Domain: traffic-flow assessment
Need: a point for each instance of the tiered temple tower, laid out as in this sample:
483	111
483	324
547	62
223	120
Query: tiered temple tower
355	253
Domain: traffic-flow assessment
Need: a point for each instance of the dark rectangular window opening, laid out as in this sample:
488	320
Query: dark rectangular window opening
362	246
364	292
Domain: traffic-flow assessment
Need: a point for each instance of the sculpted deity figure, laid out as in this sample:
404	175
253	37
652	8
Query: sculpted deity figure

---

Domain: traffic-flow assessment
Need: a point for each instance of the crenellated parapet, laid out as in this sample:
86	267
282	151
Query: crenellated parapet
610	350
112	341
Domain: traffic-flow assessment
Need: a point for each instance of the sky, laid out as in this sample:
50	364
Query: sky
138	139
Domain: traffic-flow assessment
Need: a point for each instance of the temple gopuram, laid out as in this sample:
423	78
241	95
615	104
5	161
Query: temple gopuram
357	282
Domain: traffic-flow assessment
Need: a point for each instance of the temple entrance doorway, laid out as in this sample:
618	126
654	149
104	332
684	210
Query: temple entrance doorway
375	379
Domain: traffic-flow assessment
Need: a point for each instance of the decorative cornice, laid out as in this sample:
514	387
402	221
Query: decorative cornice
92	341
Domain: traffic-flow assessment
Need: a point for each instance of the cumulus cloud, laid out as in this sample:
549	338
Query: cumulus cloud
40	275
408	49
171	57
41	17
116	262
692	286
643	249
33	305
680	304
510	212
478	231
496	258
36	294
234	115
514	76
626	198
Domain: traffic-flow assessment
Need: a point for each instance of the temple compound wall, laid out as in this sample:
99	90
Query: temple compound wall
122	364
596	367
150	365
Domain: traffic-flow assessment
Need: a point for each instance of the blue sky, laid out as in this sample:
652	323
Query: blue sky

Task item: Count every line of the listing that includes the word "figure", then give that count and no other words.

Answer to this task: 2